> [Your task]: The number of lines below containing the word "with" is all that should be returned.

> [Extracted information]:

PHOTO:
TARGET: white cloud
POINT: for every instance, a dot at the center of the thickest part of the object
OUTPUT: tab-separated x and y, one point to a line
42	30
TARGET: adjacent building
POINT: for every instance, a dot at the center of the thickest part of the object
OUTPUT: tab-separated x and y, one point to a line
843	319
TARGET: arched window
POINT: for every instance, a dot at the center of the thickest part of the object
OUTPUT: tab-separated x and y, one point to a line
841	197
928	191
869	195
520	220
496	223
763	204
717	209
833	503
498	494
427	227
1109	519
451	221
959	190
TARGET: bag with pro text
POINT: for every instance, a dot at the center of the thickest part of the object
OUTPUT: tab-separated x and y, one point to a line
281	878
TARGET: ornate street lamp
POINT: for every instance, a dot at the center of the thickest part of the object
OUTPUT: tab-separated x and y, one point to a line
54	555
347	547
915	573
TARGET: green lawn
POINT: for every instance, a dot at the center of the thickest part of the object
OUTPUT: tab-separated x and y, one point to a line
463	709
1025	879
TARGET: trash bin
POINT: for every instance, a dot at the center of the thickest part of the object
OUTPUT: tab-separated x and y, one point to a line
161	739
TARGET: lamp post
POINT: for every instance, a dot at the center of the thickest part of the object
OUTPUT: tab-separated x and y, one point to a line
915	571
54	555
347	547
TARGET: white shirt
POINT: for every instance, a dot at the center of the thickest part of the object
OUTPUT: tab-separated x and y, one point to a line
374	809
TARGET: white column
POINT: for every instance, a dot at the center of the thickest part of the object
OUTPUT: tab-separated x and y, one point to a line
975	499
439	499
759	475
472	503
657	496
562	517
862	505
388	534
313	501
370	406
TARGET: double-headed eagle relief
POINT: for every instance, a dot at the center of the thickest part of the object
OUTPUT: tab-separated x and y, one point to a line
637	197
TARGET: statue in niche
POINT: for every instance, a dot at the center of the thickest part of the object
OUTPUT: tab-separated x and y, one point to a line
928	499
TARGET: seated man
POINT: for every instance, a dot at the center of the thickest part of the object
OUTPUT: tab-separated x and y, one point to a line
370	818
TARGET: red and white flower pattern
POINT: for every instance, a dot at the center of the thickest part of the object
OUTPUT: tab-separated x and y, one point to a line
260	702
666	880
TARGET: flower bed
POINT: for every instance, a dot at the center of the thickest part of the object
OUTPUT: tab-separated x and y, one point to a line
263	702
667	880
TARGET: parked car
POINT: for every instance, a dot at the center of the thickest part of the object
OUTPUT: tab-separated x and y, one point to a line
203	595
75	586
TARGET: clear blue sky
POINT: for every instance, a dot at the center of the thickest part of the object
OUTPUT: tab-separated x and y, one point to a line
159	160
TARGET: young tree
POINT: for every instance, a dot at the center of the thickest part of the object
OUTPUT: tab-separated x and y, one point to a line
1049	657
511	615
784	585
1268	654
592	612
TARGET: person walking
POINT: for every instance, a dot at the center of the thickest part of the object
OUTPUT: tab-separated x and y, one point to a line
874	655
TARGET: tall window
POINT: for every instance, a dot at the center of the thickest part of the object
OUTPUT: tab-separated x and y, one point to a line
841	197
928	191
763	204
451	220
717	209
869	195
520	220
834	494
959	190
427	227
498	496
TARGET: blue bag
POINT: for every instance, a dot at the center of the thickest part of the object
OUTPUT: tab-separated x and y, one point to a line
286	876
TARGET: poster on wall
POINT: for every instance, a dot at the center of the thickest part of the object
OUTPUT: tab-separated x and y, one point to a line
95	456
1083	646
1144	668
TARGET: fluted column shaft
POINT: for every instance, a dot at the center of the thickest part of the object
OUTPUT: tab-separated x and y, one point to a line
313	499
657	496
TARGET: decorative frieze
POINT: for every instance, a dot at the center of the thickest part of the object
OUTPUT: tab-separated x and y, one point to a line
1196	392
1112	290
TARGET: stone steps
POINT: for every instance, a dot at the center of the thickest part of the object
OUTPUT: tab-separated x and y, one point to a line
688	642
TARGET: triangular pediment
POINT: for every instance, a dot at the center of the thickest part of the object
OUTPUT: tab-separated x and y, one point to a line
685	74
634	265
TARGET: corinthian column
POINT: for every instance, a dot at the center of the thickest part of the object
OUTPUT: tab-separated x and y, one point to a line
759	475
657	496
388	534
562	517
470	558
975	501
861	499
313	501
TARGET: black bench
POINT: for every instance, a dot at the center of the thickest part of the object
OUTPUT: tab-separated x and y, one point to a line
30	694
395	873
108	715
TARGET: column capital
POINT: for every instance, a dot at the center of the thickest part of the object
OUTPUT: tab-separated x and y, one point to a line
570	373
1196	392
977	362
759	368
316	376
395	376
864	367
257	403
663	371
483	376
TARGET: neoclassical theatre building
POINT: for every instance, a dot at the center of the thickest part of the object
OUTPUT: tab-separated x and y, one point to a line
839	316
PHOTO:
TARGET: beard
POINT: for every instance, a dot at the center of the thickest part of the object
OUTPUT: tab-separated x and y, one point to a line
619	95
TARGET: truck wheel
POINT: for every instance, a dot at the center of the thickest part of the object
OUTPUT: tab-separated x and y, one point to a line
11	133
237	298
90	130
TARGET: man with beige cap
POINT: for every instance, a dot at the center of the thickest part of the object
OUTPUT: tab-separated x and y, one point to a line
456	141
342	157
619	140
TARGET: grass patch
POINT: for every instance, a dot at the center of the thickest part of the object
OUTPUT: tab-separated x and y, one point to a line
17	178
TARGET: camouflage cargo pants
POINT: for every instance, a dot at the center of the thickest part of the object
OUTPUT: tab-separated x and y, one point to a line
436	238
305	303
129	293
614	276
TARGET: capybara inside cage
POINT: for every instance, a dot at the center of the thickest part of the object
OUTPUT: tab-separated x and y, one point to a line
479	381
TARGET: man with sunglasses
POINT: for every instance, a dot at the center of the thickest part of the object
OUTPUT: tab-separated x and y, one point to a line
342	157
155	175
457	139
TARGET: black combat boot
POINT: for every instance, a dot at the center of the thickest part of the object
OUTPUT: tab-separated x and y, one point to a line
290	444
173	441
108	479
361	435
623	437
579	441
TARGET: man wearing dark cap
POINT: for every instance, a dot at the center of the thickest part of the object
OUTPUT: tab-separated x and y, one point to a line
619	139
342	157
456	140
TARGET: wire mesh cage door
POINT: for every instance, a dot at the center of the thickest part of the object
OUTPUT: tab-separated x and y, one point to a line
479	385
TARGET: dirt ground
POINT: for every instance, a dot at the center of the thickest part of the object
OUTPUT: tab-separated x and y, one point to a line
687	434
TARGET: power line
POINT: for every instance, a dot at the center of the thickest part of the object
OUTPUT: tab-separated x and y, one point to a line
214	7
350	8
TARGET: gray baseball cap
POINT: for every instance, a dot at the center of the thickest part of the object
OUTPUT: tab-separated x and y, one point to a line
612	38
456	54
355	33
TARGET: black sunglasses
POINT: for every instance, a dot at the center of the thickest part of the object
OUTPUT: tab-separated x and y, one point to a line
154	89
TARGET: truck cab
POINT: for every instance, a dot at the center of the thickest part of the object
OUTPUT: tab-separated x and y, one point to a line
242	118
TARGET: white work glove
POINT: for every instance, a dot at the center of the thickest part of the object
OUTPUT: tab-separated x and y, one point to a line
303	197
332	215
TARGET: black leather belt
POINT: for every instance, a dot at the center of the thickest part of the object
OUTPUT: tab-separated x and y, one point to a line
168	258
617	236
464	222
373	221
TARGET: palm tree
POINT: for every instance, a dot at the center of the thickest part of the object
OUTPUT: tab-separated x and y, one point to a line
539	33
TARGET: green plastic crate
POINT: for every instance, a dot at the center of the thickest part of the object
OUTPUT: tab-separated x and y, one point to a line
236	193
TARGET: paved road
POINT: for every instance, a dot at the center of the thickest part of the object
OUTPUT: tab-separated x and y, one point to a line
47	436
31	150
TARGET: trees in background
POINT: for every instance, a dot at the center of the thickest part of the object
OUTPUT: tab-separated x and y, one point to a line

> [Result of the task]: 3